* Exercise description *
Please report how many lines in the listing below contain the word "water". Give only the number.

* Source records *
——————

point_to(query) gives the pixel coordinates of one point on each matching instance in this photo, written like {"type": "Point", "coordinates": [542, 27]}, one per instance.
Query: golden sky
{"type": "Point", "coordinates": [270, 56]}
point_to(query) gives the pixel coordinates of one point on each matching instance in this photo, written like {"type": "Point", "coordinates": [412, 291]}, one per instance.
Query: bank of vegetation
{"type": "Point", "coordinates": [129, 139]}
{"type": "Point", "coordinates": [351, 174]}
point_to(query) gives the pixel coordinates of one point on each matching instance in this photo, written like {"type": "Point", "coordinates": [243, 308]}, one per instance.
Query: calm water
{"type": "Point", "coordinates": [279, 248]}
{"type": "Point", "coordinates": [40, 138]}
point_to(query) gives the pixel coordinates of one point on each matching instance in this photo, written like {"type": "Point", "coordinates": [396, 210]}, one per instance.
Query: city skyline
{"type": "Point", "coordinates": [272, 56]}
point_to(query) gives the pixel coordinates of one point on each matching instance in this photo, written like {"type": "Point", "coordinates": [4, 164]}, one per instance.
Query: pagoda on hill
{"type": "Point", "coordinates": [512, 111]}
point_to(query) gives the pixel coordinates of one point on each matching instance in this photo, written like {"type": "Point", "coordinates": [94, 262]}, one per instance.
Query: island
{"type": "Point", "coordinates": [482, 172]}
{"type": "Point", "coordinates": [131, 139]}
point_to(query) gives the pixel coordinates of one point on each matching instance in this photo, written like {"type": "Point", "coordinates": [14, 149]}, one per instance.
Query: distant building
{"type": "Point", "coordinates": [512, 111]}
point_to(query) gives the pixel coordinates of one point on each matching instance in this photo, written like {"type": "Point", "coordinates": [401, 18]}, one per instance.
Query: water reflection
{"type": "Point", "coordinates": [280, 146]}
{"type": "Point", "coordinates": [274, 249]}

——————

* Solution for this problem *
2